■ Exercise instructions:
1/ In the satirical jobs article, what is "mukbang" said to be a term for?
2/ Retype the satirical jobs article word for word, starting at "Why should supermarkets" and ending at "their grandparents’ proud.".

■ Page text:
## begin

Being a drug mule, and other jobs for truly thick people

EVEN the stupid need jobs, and they’re prepared to overlook the long-term consequences entirely if offered enough. Hence these employment opportunities: 

Voluntary drug mule

Many of those transporting illegal substances across international borders are coerced. Others, when offered cash, are confident six kilos of cocaine in their luggage will go undetected because they regularly take a larger-than-specified holdall on Ryanair and haven’t been stopped once. How risky is it, really? What, 20 years in an ex-Soviet prison?

Selling stolen goods in pubs

Why should supermarkets rip off the working man? You’re supporting hardworking British families by hawking shoplifted cuts of meat to the customers at your local, with a sideline in shampoos from Amazon packages you’d hoped were iPhones. And no need for this small business to do self-assessment tax!

Being a mukbanger

‘Mukbang’ is a Korean term for an individual who sits before a camera eating massive amounts of (deeply unhealthy) food. You could do that. It’s the perfect role for someone who has no discernible skills, no concern for their long-term health, and no hope of making their grandparents’ proud.

## end

■ Entries provided:
## begin

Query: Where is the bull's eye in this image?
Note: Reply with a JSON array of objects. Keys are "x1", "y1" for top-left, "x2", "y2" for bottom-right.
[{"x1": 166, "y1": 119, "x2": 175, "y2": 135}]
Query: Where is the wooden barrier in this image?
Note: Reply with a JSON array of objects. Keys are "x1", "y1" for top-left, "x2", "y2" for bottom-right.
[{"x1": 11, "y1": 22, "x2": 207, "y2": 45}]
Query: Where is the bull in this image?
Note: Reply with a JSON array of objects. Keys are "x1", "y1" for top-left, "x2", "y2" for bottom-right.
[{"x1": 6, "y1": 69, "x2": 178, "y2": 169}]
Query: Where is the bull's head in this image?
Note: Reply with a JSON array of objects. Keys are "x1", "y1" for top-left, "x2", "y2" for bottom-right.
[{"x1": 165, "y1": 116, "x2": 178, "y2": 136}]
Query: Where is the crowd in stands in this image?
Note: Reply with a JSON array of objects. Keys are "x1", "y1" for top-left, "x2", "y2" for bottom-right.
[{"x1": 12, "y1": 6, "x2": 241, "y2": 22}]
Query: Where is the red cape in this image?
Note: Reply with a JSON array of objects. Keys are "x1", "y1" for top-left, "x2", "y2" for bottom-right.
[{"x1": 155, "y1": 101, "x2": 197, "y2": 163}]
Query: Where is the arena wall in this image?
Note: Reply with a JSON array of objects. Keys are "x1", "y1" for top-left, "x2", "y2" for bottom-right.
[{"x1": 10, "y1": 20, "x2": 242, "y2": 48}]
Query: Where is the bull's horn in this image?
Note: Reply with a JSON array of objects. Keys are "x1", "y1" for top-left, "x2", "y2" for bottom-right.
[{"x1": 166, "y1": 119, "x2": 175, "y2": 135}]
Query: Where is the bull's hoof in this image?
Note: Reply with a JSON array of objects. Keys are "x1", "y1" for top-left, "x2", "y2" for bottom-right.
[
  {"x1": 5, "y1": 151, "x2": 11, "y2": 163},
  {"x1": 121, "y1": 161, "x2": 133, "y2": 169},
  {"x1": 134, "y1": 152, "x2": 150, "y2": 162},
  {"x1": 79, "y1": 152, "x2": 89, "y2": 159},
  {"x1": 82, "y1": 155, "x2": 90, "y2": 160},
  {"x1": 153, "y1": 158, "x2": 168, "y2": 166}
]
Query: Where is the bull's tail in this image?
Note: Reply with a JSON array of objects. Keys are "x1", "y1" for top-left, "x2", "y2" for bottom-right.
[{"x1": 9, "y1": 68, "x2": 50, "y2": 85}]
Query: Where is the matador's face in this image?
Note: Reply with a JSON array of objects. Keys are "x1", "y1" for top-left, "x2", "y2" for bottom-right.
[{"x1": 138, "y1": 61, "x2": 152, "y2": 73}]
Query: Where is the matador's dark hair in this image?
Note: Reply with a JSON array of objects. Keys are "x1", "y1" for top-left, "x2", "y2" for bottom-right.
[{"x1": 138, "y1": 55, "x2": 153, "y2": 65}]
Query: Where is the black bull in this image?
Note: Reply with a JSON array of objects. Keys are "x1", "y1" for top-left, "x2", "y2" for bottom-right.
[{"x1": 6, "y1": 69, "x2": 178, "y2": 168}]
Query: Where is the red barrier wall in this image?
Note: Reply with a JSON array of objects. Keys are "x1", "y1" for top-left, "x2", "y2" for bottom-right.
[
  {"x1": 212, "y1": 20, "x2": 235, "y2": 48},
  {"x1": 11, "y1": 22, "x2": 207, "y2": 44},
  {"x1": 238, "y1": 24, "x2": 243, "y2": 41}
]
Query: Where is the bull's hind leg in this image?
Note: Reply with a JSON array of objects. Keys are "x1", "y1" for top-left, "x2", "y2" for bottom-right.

## end

■ The answers:
1/ An individual who sits before a camera eating massive amounts of (deeply unhealthy) food.

2/
Why should supermarkets rip off the working man? You’re supporting hardworking British families by hawking shoplifted cuts of meat to the customers at your local, with a sideline in shampoos from Amazon packages you’d hoped were iPhones. And no need for this small business to do self-assessment tax!

Being a mukbanger

‘Mukbang’ is a Korean term for an individual who sits before a camera eating massive amounts of (deeply unhealthy) food. You could do that. It’s the perfect role for someone who has no discernible skills, no concern for their long-term health, and no hope of making their grandparents’ proud.